====== AUSGANGSTEXT ======

Unentgeltliche Beförderung Schwerbehinderter im öffentlichen Personenverkehr

Der Bezug von (laufender) Kraftfahrzeughilfe berechtigt einen Schwerbehinderten nicht zum kostenlosen Bezug einer Wertmarke zur Beförderung im ÖPNV. Zwar erhält der Bezieher einer Kraftfahrzeughilfe eine laufende Leistung nach § 27d BVG. Diese ist jedoch nicht im Sinne des § 145 Abs 1 S 5 Nr 2 SGB IX für den (notwendigen) Lebensunterhalt bestimmt, sondern wird nach § 27d Abs 1 Nr 3 BVG i.V.m. § 28 Abs 1 Nr 2 KFürsV – einkommens- und vermögensunabhängig – als Eingliederungshilfe für behinderte Menschen gewährt.

Rechtsgrundlage für den Anspruch eines Schwerbehinderten auf Ausgabe einer Wertmarke zur Beförderung im öffentlichen Personenverkehr ohne Entrichtung des gesetzlich vorgesehenen Eigenanteils von 60 € ist insoweit § 145 Abs 1 SGB IX.

Nach § 145 ABs. 1 SGB IX werden schwerbehinderte Menschen, die infolge ihrer Behinderung in ihrer Bewegungsfähigkeit im Straßenverkehr erheblich beeinträchtigt oder hilflos oder gehörlos sind, von Unternehmern, die öffentlichen Personenverkehr betreiben, gegen Vorzeigen eines entsprechend gekennzeichneten Ausweises nach § 69 Abs. 5 im Nahverkehr im Sinne des § 147 Abs. 1 unentgeltlich befördert; die unentgeltliche Beförderung verpflichtet zur Zahlung eines tarifmäßigen Zuschlages bei der Benutzung zuschlagpflichtiger Züge des Nahverkehrs. Voraussetzung ist, dass der Ausweis mit einer gültigen Wertmarke versehen ist. Sie wird gegen Entrichtung eines Betrages von 60 € für ein Jahr oder 30 € für ein halbes Jahr ausgegeben. Wird sie vor Ablauf der Gültigkeitsdauer zurückgegeben, wird auf Antrag für jeden vollen Kalendermonat ihrer Gültigkeit nach Rückgabe ein Betrag von 5 € erstattet, sofern der zu erstattende Betrag 15 € nicht unterschreitet; Entsprechendes gilt für jeden vollen Kalendermonat nach dem Tod des schwerbehinderten Menschen. Auf Antrag wird eine für ein Jahr gültige Wertmarke, ohne dass der Eigenanteil zu entrichten ist, u.a. an schwerbehinderte Menschen ausgegeben,

  1. die blind im Sinne des § 72 Abs. 5 SGB XII oder entsprechender Vorschriften oder hilflos im Sinne des § 33b EStG oder entsprechender Vorschriften sind oder
  2. die Leistungen zur Sicherung des Lebensunterhalts nach dem SGB II oder für den Lebensunterhalt laufende Leistungen nach dem Dritten und Vierten Kapitel des SGB XII, dem SGB VIII oder den §§ 27a und 27d BVG erhalten.

======

### AUFGABEN
a - Wie viel muss man laut Ausgangstext für eine Wertmarke zahlen, die ein halbes Jahr gilt?
b - Zähle alle Gesetze und Verordnungen auf, die im Ausgangstext mit ihrer Abkürzung genannt werden.
Die Zeilen darunter haben nichts mit dem Ausgangstext zu tun.

====== AUSGELESENE ANGABEN ======

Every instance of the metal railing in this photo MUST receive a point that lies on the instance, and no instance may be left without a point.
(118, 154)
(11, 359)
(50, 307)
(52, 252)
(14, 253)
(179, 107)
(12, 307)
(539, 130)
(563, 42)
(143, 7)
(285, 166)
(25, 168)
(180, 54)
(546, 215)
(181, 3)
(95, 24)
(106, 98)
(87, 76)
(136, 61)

======

### ERWARTETE ANTWORTEN
a - 30 €

b - BVG, SGB IX, KFürsV, SGB XII, EStG, SGB II, SGB VIII